Study text:
■ ■ ■ ■ ■

Consequences for Strict Cospeciation

The evidence we present suggests that we need to modify our current models of fig–fig wasp coevolution to include the evolutionary consequences of less strict cospeciation on patterns of fig genetic diversity, particularly in monoecious figs. Several reported cases of interspecific or intermorphotype hybridization in dioecious figs have been described (Ramirez 1994; Parrish et al. 2003; Wei et al. 2014). However, genetic and pollinator manipulation studies have not found any significant evidence of introgression even if hybridization was possible in a study of six sympatric dioecious species (Moe and Weiblen 2012) or in a study of three interfertile morphotypes of the F. auriculata species complex that share pollinators (Wei et al. 2014). On the other hand, genetic evidence, albeit more limited, has shown signals of introgression between sympatric monoecious fig species (Machado et al. 2005; Jackson et al. 2008; Renoult et al. 2009). Overall, our current knowledge regarding evidence of introgression and phylogenetic relationships among copollinators is consistent with differences in the observed level of congruency between the phylogenies of figs and their pollinators depending on the fig breeding system. Congruent phylogenetic patterns have been observed between dioecious figs and their pollinators (Weiblen and Bush 2002; Weiblen 2004; Cruaud et al. 2012), suggesting that strict cospeciation is more common in that interaction (Moe et al. 2011). That conclusion is fully supported by predictions generated by our meta-analyses. On the other hand, incongruent phylogenetic patterns between monoecious figs and their pollinators (Machado et al. 2005; Cruaud et al. 2012) are consistent with conclusions from our meta-analyses, showing that host switches are more common in that breeding system. Future studies of cospeciation or interspecific hybridization should take into account this clear difference between the two breeding systems.

■ ■ ■ ■ ■

Your instructions:
According to the passage on strict cospeciation, which fig breeding system shows incongruent phylogenetic patterns with its pollinators? The items after the passage aren't needed for this exercise.

Data provided:
■ ■ ■ ■ ■

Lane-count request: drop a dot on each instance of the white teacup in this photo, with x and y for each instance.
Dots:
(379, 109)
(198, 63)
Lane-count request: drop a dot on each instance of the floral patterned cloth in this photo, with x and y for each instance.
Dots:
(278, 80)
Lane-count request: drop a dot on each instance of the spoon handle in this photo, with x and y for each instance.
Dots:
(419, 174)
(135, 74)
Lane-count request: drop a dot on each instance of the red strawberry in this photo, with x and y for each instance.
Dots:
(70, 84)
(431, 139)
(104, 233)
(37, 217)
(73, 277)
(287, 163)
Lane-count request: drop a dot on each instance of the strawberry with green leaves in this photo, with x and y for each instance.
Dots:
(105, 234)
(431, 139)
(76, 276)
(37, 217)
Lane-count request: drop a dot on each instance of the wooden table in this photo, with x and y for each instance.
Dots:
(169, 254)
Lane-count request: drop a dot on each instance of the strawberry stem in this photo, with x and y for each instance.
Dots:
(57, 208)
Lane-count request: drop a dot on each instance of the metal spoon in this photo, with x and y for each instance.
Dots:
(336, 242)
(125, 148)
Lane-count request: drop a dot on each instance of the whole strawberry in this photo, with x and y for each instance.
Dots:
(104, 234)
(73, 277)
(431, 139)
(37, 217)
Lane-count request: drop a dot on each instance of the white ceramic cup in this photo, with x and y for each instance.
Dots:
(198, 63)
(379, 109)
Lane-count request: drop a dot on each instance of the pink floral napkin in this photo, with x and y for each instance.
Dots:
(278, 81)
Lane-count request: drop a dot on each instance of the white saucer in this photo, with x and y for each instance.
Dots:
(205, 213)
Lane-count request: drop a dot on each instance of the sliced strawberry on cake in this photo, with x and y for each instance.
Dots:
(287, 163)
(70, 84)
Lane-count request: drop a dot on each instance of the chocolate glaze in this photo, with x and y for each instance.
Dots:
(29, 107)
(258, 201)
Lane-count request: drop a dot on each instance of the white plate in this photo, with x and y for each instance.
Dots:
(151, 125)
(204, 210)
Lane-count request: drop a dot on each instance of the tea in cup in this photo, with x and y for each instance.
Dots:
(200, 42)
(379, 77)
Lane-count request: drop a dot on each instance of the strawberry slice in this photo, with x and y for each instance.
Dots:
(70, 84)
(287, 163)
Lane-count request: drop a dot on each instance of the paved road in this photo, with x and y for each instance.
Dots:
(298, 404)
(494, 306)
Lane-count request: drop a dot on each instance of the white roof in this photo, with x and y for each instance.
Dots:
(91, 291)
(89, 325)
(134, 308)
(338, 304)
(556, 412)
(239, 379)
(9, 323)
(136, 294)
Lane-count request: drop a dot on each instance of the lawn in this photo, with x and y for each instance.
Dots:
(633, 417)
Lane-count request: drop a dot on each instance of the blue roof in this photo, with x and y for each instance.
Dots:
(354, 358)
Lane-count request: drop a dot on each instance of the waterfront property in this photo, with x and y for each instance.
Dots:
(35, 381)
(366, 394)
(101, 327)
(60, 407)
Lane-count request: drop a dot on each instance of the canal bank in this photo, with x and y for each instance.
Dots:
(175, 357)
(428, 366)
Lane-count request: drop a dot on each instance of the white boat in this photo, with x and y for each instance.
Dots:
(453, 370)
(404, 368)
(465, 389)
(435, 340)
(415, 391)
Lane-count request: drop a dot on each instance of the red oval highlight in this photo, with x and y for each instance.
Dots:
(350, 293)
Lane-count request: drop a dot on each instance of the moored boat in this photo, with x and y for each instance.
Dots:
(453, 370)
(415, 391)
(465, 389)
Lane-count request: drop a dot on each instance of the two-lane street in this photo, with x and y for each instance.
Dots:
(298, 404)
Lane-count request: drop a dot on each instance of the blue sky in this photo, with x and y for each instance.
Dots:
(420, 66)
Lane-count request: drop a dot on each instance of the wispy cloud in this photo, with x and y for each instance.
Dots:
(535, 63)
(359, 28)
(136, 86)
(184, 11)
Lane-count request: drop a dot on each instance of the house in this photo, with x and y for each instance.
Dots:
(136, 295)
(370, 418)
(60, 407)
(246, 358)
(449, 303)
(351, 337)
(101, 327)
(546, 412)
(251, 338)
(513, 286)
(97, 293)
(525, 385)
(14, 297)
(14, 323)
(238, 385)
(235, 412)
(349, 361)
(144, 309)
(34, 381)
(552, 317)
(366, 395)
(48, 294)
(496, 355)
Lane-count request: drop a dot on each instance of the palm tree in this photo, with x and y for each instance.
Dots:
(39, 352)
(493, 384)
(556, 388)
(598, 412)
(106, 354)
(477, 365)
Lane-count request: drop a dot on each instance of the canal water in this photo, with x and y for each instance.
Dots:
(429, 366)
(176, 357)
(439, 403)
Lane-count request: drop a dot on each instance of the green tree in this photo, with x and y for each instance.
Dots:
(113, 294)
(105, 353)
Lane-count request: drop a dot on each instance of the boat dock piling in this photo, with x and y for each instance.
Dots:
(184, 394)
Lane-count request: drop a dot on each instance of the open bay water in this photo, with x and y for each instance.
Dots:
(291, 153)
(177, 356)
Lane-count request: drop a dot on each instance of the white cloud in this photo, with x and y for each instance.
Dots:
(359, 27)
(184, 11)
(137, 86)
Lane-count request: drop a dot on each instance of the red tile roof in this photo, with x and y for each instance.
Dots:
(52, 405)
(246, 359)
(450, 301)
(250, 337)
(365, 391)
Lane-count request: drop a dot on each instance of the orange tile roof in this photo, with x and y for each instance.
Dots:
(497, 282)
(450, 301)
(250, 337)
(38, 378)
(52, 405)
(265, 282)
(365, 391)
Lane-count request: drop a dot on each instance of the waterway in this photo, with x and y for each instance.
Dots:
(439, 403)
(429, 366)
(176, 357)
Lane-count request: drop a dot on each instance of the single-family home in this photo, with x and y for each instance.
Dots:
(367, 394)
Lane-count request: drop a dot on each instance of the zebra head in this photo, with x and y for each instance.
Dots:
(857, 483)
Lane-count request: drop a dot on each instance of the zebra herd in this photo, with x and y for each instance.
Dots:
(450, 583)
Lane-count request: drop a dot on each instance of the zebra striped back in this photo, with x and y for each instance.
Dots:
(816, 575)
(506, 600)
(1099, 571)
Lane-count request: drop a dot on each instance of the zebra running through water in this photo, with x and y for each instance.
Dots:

■ ■ ■ ■ ■

Answer box:
Monoecious figs.